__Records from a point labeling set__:
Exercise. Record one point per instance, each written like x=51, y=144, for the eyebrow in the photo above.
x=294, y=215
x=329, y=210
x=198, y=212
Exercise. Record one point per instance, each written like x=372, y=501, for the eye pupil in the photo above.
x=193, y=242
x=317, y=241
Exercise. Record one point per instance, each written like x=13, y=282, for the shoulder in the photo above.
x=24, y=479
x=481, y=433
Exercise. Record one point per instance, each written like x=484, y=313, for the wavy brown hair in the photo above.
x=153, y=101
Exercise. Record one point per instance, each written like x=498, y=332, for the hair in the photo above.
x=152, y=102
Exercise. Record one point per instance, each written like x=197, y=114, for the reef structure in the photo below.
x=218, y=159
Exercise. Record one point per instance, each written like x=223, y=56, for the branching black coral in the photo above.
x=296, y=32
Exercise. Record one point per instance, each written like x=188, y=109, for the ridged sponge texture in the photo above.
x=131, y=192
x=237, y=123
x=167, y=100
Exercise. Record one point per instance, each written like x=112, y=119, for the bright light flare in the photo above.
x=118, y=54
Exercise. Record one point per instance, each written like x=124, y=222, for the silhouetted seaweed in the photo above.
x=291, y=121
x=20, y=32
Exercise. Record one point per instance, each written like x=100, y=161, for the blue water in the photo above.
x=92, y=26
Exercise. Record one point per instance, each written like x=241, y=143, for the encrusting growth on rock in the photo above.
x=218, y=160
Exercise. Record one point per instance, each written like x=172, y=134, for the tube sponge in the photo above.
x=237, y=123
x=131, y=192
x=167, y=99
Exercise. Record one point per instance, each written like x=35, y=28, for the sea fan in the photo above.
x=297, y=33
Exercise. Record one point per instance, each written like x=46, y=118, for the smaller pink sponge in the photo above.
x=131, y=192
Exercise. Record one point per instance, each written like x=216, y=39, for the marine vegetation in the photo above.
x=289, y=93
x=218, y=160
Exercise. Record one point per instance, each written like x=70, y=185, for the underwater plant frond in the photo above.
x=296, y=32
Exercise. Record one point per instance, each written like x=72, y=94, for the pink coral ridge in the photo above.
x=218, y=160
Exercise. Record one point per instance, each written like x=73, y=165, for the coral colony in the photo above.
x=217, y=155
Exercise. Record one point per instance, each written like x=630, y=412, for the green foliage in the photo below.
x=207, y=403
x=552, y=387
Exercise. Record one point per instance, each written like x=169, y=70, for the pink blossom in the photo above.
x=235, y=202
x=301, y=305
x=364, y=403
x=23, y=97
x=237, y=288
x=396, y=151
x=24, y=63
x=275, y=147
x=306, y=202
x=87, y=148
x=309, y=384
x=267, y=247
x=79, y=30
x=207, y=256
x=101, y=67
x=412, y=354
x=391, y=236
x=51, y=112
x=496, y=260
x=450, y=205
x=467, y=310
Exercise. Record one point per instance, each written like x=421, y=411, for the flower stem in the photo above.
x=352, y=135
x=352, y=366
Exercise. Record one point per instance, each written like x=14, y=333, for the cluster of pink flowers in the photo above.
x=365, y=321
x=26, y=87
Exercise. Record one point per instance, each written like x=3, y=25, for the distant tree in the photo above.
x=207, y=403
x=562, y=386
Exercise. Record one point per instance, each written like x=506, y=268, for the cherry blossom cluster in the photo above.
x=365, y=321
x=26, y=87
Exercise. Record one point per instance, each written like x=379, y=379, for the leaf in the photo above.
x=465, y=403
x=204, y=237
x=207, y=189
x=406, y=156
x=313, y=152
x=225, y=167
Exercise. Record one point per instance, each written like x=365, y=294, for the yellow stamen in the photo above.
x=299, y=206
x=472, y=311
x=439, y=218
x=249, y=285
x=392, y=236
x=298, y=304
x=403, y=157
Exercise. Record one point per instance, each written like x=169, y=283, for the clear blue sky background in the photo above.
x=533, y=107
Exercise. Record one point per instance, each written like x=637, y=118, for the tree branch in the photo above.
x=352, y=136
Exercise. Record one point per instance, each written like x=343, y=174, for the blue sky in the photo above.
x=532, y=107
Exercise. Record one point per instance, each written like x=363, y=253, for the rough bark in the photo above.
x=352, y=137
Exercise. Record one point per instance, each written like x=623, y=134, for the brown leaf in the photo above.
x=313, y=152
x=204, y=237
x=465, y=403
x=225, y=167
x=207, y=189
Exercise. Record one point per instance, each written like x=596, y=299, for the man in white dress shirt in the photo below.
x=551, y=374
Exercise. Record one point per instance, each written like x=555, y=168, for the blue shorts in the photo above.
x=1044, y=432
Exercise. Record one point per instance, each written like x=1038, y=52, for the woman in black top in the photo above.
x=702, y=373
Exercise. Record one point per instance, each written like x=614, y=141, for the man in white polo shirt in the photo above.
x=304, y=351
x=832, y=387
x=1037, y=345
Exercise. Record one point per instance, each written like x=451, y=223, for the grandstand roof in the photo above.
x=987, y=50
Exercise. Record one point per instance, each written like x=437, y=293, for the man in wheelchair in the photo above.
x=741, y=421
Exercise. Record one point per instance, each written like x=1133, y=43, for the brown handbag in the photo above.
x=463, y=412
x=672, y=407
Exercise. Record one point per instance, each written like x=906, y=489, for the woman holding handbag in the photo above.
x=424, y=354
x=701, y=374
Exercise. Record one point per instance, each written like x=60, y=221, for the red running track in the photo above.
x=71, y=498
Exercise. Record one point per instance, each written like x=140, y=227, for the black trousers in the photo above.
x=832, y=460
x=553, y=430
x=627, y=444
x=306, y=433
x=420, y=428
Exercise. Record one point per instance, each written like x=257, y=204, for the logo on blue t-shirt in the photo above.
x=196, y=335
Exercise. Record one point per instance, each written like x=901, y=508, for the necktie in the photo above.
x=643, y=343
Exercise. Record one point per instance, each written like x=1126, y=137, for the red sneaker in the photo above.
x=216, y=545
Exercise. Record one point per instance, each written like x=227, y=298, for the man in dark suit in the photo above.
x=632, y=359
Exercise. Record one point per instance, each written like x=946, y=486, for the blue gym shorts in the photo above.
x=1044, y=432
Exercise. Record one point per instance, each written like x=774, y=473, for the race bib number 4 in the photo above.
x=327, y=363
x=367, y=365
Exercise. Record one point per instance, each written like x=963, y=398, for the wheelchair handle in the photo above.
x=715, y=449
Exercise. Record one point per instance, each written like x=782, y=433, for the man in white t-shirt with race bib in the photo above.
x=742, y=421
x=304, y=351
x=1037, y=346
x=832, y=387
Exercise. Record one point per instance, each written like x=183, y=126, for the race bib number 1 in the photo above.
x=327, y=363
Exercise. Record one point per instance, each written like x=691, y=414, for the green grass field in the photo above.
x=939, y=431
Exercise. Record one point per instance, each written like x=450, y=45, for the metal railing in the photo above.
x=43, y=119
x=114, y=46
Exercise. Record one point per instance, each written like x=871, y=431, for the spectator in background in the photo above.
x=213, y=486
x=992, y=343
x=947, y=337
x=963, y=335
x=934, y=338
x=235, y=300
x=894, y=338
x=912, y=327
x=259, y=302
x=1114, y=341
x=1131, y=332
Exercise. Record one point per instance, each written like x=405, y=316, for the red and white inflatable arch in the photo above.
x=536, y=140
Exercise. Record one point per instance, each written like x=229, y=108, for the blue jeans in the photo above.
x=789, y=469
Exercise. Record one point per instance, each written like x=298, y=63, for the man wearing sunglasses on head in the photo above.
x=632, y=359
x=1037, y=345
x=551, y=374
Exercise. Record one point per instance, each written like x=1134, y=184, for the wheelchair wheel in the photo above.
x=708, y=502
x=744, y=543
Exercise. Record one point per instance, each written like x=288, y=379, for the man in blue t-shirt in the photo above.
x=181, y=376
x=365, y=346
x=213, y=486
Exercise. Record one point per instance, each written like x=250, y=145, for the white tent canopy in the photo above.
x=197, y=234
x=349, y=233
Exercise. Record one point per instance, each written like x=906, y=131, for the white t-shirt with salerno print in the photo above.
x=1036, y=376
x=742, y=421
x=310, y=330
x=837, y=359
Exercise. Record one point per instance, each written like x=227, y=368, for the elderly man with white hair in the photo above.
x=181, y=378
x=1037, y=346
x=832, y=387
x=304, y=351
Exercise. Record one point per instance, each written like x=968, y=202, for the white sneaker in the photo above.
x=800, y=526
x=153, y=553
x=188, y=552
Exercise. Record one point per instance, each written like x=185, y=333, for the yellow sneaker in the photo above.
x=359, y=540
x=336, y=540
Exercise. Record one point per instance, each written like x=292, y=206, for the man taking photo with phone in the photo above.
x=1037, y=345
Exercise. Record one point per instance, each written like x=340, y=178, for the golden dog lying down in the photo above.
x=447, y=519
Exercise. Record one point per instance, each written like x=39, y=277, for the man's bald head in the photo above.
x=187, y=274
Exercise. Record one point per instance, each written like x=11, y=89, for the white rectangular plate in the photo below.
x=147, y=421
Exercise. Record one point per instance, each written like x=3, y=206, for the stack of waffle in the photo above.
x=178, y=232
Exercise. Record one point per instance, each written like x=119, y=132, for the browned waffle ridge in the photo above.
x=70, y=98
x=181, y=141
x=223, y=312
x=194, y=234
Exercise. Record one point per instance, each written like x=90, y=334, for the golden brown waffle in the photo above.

__Problem description__:
Output the lines from the line containing "bald head in the photo above." to the end, both included; add nothing.

__Complete output__:
Exercise. Record one point per instance, each written like x=39, y=277, for the man's bald head in the photo above.
x=187, y=274
Exercise. Record one point per instance, each written like x=11, y=89, for the white rectangular plate in the photo below.
x=147, y=421
Exercise. Record one point per instance, each written like x=3, y=206, for the stack of waffle in the photo above.
x=178, y=232
Exercise. Record one point per instance, each written like x=119, y=132, for the browned waffle ridge in the photo above.
x=70, y=98
x=181, y=141
x=223, y=312
x=194, y=234
Exercise. Record one point per instance, each written like x=90, y=334, for the golden brown waffle in the photo above.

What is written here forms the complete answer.